Consignes.
A – Les affirmations (i), (ii) et (iii) concordent-elles avec le portrait de Céline Rohmer ? Répondez par oui ou par non pour chacune, en citant mot pour mot le passage décisif. (i) Céline Rohmer a commencé son ministère à Vergèze, dans le Gard. (ii) Son premier poste a duré dix ans. (iii) La recherche pure est ce qui la fait vivre.
B – Poursuivez le portrait de Céline Rohmer à partir de sa dernière phrase, sur quelques lignes.

Céline Rohmer est professeur de Nouveau Testament à la Faculté de théologie de Montpellier. Lorsque nous l’avons rencontrée en juin dernier, elle rentrait du synode national où elle avait été liturgiquement installée dans son ministère d’enseignante à la Faculté de théologie de Montpellier : « Participer à la formation des pasteurs de notre Église, c’est une chose dont je suis extrêmement fière. Être envoyée par le synode pour former des théologiens parmi lesquels l’Église discernera ses envoyés, c’est une belle responsabilité et j’en suis immensément honorée« .
Céline Rohmer se définit avant tout comme pasteur : « J’ai été et je suis un pasteur heureux. La paroisse c’est fantastique. Je le crois vraiment ! J’ai reçu l’Évangile dans une vie d’Église. C’est là qu’il s’est passé quelque chose dans ma vie« . Elle a commencé son ministère dans le Gard, à Vergèze. Elle fut alors, à 24 ans, parmi les plus jeunes femmes pasteurs nommées dans l’Église réformée. Ce furent six années-bonheur : « On a vécu de tout. Des bagarres de conseils, des fâcheries, mais on a vraiment vécu ensemble de très belles choses. J’en garde un merveilleux souvenir. Je souhaite à tout le monde ce genre de premier poste. Ce qui me plaisait, c’était cet aspect généraliste : faire des visites, animer une école biblique avec les enfants, préparer un mariage, se retrouver le dimanche et vivre ensemble un culte autour des Écritures, etc. C’était vraiment une vie de communauté et c’est vraiment ça qui me portait« . Tous les ministères qui lui ont été confiés par la suite, à Théovie, à l’IPT dans la mise en place de l’enseignement à distance ou ensuite comme enseignante à la Faculté de théologie, elle n’a pu les accepter que parce qu’ils étaient en cohérence avec sa vocation pastorale. « La recherche pure me passionne mais ce n’est pas ça qui me fait vivre. J’ai vraiment été appelée au ministère pastoral. C’est une vocation. Si je ne peux plus répondre à cette vocation, alors je préfère faire autre chose« . Être enseignante aujourd’hui, c’est pour Céline Rohmer une autre façon d’être pasteur, une autre manière d’être pleinement dans le ministère pastoral. Une manière qui n’abandonne aucune des questions concrètes issues de la catéchèse, de la visite, de la prédication, de l’accompagnement des personnes et des familles, mais qui reprend l’ensemble de ces questions pour les soumettre au crible d’un questionnement exigeant. « L’enseignement c’est le lieu idéal pour témoigner qu’il n’y a pas de foi sans intelligence de la foi. L’intelligence de la foi, c’est une façon de témoigner de la profondeur de sa foi. Pour moi, Dieu appelle si fort qu’il faut lui répondre de tout son être. Avec intelligence, nous devons lui répondre aussi fortement qu’il nous appelle. C’est ça mon travail aujourd’hui et je trouve qu’il est en pleine cohérence avec ma manière de répondre à Christ« .

Données fournies.
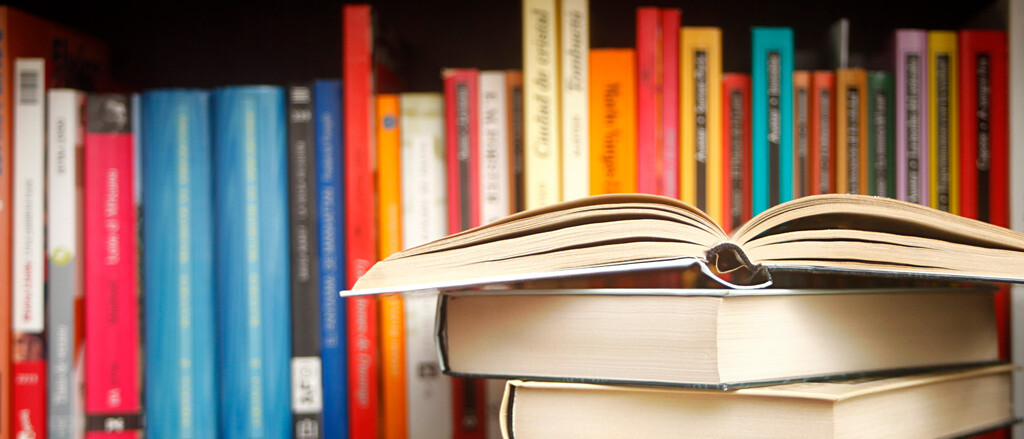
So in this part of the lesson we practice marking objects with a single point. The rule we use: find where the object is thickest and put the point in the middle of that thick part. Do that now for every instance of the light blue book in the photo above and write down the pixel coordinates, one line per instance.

Résultats de l'exercice.
A –
(i) Oui : « Elle a commencé son ministère dans le Gard, à Vergèze. »
(ii) Non : « Ce furent six années-bonheur »
(iii) Non : « La recherche pure me passionne mais ce n’est pas ça qui me fait vivre. »

B –
Cette intelligence dont parle Céline Rohmer, elle l’a mise au service de la compréhension des paraboles chez Matthieu. Elle a une formation initiale en Lettres classiques. Avant de s’engager dans un parcours théologique, elle aurait voulu être journaliste. Les Lettres pouvaient ouvrir ce chemin. Elle aime la littérature. Ça fait partie de sa vie. Le récit, la narration, c’est une chose autour de laquelle elle s’est construite. Elle aime qu’on lui raconte des histoires. Du coup, elle s’est toujours interrogée sur le fait que Jésus puisse prendre du temps pour raconter des histoires. Elle a voulu savoir et puis l’interprétation moralisante que l’on fait souvent des paraboles ne la satisfaisait pas. Son directeur de recherches, Élian Cuvillier, l’a poussée dans cette voie. Elle s’est alors mise à creuser un sillon de recherches autour des paraboles qui l’a conduite jusqu’à une thèse double sceau, reconnue à la fois par l’Université et par l’IPT. Cette double reconnaissance est aujourd’hui une aide considérable dans l’enseignement de Céline Rohmer. Cela lui permet d’établir des passerelles extrêmement fructueuses avec des enseignants de l’Université Paul Valéry. L’un d’entre eux, septantiste reconnu, vient enseigner le grec de la Septante aux étudiants de la Faculté de théologie. Des séminaires interdisciplinaires sont également organisés où se croisent des réflexions autour de la Bible, de la Littérature et de la Psychanalyse. C’est une immense richesse pour tous.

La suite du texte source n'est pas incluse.